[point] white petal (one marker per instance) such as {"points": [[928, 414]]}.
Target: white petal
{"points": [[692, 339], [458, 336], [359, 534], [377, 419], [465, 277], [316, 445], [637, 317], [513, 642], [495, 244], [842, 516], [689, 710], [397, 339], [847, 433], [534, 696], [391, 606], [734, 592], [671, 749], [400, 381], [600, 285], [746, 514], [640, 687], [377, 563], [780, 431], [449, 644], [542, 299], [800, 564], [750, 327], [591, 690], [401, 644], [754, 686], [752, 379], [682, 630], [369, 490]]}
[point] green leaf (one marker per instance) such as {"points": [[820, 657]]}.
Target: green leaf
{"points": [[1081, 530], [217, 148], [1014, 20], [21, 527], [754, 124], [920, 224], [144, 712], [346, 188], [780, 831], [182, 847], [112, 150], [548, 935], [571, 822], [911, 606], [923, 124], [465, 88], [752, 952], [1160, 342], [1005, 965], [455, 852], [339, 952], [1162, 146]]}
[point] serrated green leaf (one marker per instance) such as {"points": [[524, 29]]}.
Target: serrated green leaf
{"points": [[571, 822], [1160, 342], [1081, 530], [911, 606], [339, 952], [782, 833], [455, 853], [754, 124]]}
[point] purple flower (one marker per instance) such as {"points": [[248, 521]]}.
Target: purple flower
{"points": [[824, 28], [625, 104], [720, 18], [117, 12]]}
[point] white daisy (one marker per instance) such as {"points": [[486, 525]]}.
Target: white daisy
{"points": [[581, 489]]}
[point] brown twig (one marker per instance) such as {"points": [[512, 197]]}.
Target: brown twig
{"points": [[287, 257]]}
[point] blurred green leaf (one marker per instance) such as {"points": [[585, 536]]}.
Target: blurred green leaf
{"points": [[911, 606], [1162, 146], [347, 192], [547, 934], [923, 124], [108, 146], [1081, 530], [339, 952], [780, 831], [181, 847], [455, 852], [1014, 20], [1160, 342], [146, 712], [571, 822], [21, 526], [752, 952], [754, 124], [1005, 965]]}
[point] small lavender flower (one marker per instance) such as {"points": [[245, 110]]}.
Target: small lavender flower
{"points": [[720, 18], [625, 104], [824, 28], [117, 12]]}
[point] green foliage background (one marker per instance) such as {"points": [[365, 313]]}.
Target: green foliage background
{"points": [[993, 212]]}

·····

PROBLEM DETAILS: Copy out all of the data above, swapping every occurrence of "white petal" for "pale petal" and keeping everything else the same.

CORRECT RESULT:
[point] pale petal (one marker per instance) such as {"points": [[928, 414]]}.
Target: pale petal
{"points": [[692, 339], [458, 336], [359, 534], [377, 419], [465, 277], [316, 445], [637, 317], [513, 642], [495, 244], [842, 516], [689, 710], [397, 339], [847, 433], [534, 696], [391, 606], [734, 592], [671, 749], [400, 381], [600, 285], [746, 514], [640, 687], [377, 563], [780, 431], [449, 644], [542, 299], [800, 564], [750, 327], [591, 690], [401, 644], [754, 686], [752, 379], [682, 630], [369, 490]]}
[point] green leaf (one marker per instance) such as {"points": [[820, 657]]}.
Target: green leaf
{"points": [[1081, 530], [217, 148], [1014, 20], [21, 527], [754, 124], [920, 224], [144, 712], [346, 188], [780, 831], [182, 847], [112, 150], [548, 935], [571, 822], [911, 606], [923, 124], [465, 88], [752, 952], [1160, 342], [1005, 965], [455, 852], [339, 952], [1162, 146]]}
[point] serrated green leaf (one marker per instance) such as {"points": [[524, 29]]}.
Target: serrated green leaf
{"points": [[571, 822], [1160, 342], [1081, 530], [911, 606], [339, 952], [782, 833], [455, 853], [754, 124]]}
[point] purple flower (one marker per instance) such as {"points": [[248, 521]]}.
Target: purple flower
{"points": [[824, 28], [625, 104], [720, 18], [117, 12]]}
[point] white daisy (one marker per instance) such as {"points": [[486, 525]]}.
Target: white daisy
{"points": [[581, 489]]}
[point] brown twig (one marker per instance) such as {"points": [[512, 197]]}.
Target: brown twig
{"points": [[287, 257]]}
[point] blurred green leaf (one marker per instance) such as {"points": [[585, 536]]}.
Target: blurred green leaf
{"points": [[911, 606], [1162, 146], [347, 192], [547, 934], [923, 124], [108, 146], [1081, 530], [339, 952], [780, 831], [181, 847], [455, 852], [1014, 20], [1160, 342], [146, 712], [571, 822], [21, 526], [752, 952], [754, 124], [1005, 965]]}
[point] small lavender flower (one marker per instance) such as {"points": [[245, 110]]}.
Target: small lavender flower
{"points": [[720, 18], [625, 104], [824, 28], [117, 12]]}
[point] green foliage background (one marker per instance) such as {"points": [[365, 313]]}.
Target: green foliage background
{"points": [[993, 212]]}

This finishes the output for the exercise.